[Pointing rows]

"""

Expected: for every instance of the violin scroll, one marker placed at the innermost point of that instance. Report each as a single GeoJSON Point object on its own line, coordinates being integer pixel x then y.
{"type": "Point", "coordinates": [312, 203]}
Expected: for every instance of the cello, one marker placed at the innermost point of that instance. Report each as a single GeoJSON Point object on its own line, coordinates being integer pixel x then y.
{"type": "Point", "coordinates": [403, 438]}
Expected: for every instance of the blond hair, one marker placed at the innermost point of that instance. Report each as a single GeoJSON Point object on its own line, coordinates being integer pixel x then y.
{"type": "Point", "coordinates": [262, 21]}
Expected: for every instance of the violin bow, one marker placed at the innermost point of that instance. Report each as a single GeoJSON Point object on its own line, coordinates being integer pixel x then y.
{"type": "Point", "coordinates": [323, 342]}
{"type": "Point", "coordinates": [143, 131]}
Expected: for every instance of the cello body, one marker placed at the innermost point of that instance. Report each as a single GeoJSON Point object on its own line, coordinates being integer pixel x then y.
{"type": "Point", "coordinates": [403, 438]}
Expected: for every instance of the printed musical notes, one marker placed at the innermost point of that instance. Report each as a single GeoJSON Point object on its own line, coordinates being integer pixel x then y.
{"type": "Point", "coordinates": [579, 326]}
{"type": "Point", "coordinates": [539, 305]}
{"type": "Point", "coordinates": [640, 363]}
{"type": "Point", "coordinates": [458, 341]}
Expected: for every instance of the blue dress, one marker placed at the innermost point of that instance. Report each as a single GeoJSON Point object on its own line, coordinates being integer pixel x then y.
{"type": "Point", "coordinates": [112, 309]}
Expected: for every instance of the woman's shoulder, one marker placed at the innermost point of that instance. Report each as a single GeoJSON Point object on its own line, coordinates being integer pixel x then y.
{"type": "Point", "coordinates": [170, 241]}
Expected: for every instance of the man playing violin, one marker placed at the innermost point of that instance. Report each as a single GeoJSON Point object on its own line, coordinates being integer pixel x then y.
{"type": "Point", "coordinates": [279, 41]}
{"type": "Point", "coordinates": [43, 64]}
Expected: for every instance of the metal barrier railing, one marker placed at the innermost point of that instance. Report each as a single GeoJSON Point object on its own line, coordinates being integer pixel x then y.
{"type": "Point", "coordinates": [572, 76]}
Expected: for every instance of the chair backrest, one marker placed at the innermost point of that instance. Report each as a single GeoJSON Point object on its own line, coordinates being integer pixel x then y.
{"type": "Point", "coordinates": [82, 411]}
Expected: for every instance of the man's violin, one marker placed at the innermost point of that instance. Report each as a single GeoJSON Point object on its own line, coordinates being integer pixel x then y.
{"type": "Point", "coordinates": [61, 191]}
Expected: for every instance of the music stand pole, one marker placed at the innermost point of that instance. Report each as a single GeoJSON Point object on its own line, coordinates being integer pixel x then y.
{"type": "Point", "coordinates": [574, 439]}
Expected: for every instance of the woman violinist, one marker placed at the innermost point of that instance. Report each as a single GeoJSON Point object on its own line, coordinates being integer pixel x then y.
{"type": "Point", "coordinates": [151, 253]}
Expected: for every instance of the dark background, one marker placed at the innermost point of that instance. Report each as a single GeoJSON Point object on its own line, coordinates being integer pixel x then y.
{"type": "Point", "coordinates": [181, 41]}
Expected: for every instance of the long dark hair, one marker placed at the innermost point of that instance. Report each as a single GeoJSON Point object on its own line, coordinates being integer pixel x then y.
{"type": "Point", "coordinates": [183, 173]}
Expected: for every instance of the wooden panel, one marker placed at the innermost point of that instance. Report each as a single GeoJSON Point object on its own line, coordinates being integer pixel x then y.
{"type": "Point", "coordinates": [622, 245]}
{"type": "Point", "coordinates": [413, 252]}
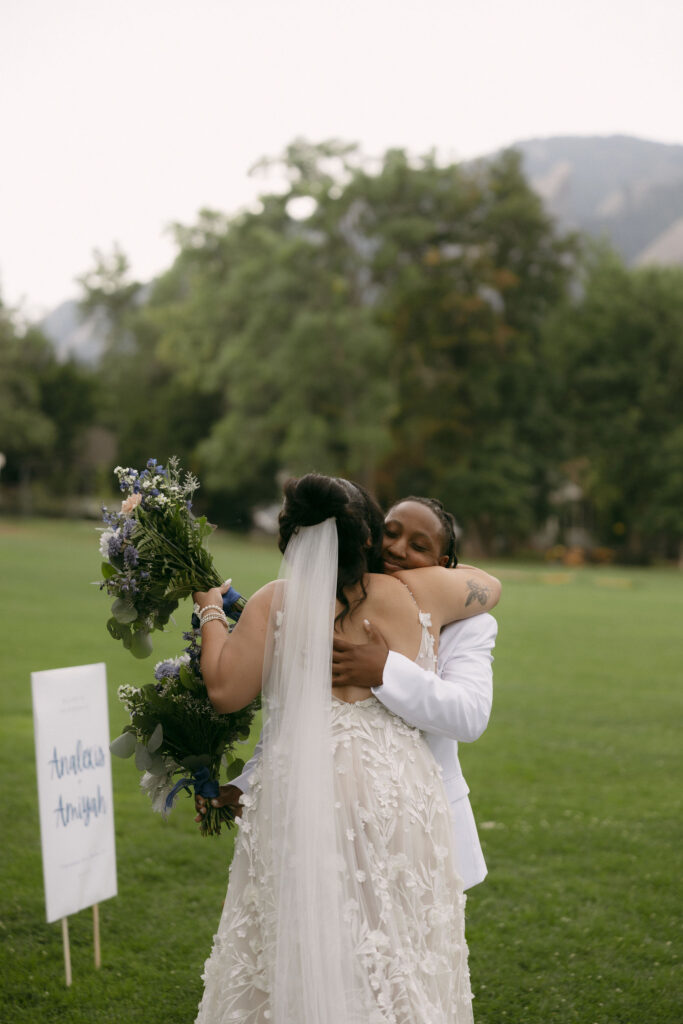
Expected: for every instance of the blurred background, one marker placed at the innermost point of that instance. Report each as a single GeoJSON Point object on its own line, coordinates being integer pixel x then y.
{"type": "Point", "coordinates": [434, 247]}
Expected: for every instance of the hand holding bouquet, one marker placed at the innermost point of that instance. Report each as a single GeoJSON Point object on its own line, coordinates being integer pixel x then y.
{"type": "Point", "coordinates": [174, 731]}
{"type": "Point", "coordinates": [155, 556]}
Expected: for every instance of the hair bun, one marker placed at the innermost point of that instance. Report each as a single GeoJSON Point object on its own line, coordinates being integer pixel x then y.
{"type": "Point", "coordinates": [312, 499]}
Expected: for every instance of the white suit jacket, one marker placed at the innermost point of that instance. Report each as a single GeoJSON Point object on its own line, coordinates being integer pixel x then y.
{"type": "Point", "coordinates": [451, 706]}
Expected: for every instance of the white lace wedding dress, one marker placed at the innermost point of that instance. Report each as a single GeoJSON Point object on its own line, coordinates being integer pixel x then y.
{"type": "Point", "coordinates": [402, 900]}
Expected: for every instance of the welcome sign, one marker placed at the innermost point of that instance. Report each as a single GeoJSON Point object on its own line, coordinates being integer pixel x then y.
{"type": "Point", "coordinates": [71, 722]}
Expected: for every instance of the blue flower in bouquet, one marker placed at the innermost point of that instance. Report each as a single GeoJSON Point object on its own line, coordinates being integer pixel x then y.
{"type": "Point", "coordinates": [170, 668]}
{"type": "Point", "coordinates": [130, 557]}
{"type": "Point", "coordinates": [115, 545]}
{"type": "Point", "coordinates": [154, 551]}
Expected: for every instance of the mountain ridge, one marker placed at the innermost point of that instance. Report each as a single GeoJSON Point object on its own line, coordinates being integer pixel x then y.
{"type": "Point", "coordinates": [626, 189]}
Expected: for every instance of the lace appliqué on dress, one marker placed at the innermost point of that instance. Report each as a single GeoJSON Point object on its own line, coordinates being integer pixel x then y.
{"type": "Point", "coordinates": [403, 902]}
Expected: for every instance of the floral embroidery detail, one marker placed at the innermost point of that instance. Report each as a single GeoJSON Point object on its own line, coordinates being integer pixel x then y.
{"type": "Point", "coordinates": [403, 904]}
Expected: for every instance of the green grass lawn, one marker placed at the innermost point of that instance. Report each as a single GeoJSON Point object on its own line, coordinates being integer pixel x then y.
{"type": "Point", "coordinates": [575, 786]}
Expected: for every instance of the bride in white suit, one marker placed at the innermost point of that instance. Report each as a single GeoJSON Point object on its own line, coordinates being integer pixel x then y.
{"type": "Point", "coordinates": [345, 904]}
{"type": "Point", "coordinates": [450, 706]}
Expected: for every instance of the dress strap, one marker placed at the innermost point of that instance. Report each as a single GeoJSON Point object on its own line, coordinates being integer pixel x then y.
{"type": "Point", "coordinates": [426, 655]}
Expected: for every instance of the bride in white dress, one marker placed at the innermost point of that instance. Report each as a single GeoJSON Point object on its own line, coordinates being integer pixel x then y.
{"type": "Point", "coordinates": [344, 905]}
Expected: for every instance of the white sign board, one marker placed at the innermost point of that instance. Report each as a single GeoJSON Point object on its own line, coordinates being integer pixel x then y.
{"type": "Point", "coordinates": [74, 765]}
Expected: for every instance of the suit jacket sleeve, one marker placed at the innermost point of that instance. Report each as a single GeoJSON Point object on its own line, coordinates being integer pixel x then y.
{"type": "Point", "coordinates": [244, 781]}
{"type": "Point", "coordinates": [457, 704]}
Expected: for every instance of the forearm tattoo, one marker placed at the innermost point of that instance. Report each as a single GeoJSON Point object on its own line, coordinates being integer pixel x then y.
{"type": "Point", "coordinates": [477, 592]}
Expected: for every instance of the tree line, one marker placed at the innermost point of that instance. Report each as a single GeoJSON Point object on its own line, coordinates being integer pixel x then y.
{"type": "Point", "coordinates": [420, 328]}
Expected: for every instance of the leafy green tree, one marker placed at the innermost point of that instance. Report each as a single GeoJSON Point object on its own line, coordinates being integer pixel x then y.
{"type": "Point", "coordinates": [27, 432]}
{"type": "Point", "coordinates": [620, 364]}
{"type": "Point", "coordinates": [466, 265]}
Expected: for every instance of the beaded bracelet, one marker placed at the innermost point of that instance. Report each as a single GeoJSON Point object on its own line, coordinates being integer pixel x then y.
{"type": "Point", "coordinates": [198, 610]}
{"type": "Point", "coordinates": [213, 616]}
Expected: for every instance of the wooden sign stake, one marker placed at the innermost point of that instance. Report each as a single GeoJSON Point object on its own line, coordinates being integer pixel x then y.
{"type": "Point", "coordinates": [65, 940]}
{"type": "Point", "coordinates": [95, 934]}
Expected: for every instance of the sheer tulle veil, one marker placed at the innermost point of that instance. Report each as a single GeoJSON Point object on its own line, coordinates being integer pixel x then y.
{"type": "Point", "coordinates": [313, 979]}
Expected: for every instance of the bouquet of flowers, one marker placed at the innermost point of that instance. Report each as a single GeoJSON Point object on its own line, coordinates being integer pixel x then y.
{"type": "Point", "coordinates": [174, 731]}
{"type": "Point", "coordinates": [155, 554]}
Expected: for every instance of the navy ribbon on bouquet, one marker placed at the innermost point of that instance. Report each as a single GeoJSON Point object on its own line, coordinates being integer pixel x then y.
{"type": "Point", "coordinates": [230, 598]}
{"type": "Point", "coordinates": [201, 780]}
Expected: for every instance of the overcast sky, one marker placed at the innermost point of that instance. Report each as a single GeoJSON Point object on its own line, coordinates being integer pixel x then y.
{"type": "Point", "coordinates": [122, 116]}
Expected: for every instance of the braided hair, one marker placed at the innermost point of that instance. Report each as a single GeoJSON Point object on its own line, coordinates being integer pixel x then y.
{"type": "Point", "coordinates": [447, 521]}
{"type": "Point", "coordinates": [312, 499]}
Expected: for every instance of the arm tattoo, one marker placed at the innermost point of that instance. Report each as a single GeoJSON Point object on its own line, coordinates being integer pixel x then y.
{"type": "Point", "coordinates": [476, 593]}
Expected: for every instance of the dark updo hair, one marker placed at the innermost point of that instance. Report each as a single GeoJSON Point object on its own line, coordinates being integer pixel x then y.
{"type": "Point", "coordinates": [447, 521]}
{"type": "Point", "coordinates": [312, 499]}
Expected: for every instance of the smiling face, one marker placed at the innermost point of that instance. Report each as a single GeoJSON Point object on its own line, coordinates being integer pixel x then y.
{"type": "Point", "coordinates": [413, 538]}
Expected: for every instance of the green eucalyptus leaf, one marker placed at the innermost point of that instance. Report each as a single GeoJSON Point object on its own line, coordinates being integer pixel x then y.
{"type": "Point", "coordinates": [142, 758]}
{"type": "Point", "coordinates": [193, 761]}
{"type": "Point", "coordinates": [156, 739]}
{"type": "Point", "coordinates": [124, 610]}
{"type": "Point", "coordinates": [124, 745]}
{"type": "Point", "coordinates": [157, 765]}
{"type": "Point", "coordinates": [140, 645]}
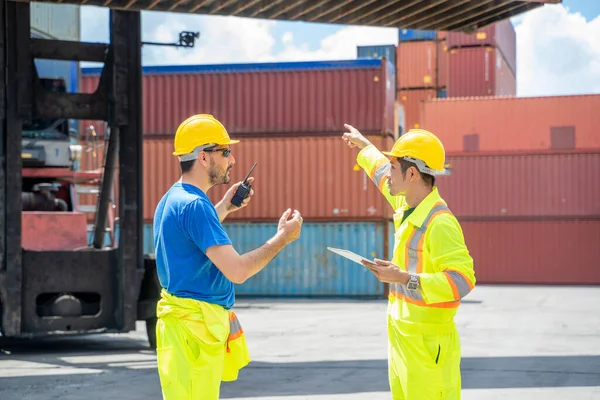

"""

Find every line in the rows above that contains the word "dark" and copy each of those lines.

→ SOLUTION TO THE EXERCISE:
Expected: for every instance of the dark background, one marker placed at the innermost point of that instance. Report each as a single GeoJSON Point object on its own line, coordinates being integer pixel x then y.
Expected: for every instance of the long dark hair, one marker placed at the innermost point of that instance. Report each as a single GeoJSON Point object on its own line, coordinates being integer pixel x then y.
Expected: for every instance of the dark updo hair, one marker placed at the innermost point of that instance. Report each as a single GeoJSON Point object on its own line, coordinates being integer pixel x then y.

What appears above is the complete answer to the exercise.